Further objections, and question for Janet Daly

Hi,

I wrote an email earlier about my objections to the RAND policy. Now the
comment period has been extended, I wish to comment further.

The W3C seems determined to get patents into their "recommendations" no
matter what the web-using community want. Exactly how can standards with
patents aid the implementation of the standard? How can Free Software
ever comply with a standard with a patent? The words "Non-discriminatory"
are ridiculous when applied to a patent which needs a fee for its use. How
non-discriminatory is the policy towards individuals, small companies,
free software projects and poorer countries?

Janet Daly, just how are Free Software projects supposed to allow
patented material into their work? How are projects such as Mozilla and
Apache supposed to continue? These are projects which have done their best
to support W3's recommendations up to now.

EXTRACTED DATA:
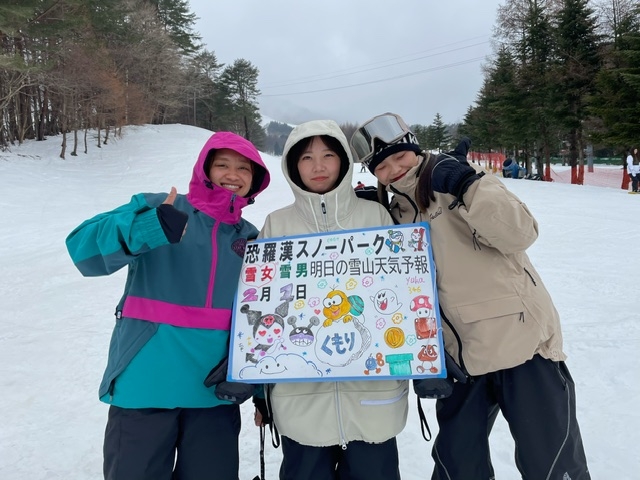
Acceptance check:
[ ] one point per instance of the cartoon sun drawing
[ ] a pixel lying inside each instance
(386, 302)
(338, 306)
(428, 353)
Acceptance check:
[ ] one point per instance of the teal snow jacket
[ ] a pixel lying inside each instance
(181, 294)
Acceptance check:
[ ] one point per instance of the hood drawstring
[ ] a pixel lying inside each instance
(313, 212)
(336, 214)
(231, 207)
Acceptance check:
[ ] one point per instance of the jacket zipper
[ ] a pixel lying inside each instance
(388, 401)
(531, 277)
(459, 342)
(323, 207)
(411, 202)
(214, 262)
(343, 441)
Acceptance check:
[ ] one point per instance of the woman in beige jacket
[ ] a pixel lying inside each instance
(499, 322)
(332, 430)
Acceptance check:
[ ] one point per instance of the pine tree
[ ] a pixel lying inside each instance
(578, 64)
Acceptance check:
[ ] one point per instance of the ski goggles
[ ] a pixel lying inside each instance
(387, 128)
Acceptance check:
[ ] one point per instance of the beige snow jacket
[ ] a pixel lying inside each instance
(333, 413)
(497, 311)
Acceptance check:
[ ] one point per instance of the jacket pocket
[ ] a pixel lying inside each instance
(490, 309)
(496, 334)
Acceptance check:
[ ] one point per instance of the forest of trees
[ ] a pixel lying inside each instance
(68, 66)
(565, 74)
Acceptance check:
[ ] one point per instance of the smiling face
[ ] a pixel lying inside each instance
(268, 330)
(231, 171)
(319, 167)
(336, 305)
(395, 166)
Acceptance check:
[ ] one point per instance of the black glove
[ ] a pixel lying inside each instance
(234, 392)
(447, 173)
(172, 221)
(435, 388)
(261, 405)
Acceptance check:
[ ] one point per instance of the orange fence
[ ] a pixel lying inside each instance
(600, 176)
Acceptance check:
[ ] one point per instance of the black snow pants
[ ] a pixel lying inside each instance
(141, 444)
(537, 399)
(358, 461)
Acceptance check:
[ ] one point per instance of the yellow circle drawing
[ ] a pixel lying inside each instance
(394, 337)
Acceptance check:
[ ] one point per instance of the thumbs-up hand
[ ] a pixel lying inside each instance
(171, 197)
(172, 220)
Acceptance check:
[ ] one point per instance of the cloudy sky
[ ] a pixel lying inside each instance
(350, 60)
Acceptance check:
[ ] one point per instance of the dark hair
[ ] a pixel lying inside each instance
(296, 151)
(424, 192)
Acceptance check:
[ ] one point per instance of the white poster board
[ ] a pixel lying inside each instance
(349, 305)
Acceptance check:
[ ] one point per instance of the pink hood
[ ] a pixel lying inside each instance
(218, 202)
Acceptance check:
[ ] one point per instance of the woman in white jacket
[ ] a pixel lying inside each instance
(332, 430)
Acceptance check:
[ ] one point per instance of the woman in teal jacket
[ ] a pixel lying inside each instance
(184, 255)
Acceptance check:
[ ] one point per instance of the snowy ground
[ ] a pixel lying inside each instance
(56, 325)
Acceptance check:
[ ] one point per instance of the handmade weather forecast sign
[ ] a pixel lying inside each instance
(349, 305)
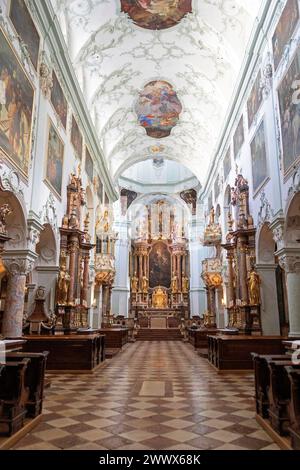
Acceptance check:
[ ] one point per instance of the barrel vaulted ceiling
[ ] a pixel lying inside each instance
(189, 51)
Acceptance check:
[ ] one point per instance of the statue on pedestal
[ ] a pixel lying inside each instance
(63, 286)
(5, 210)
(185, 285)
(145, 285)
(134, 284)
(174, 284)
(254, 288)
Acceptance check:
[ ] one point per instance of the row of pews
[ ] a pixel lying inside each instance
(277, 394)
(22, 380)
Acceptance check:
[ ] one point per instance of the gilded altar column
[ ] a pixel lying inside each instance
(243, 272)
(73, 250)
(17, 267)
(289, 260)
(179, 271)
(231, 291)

WHAT TO WORK ON:
1. Answer these questions about the email on the W3C patent policy:
(a) What policy did the writer object to in an earlier email?
(b) What was extended, prompting further comment?
(c) Which two projects does the writer name?
2. Pull out every line of the records that contains the word "white".
The email and the records have no connection to each other.

FULL ANSWERS:
1.
(a) The RAND policy.
(b) The comment period.
(c) Mozilla and Apache.

2.
[ ] one point per instance of the white poster board
[ ] one point per instance of the woman in white jacket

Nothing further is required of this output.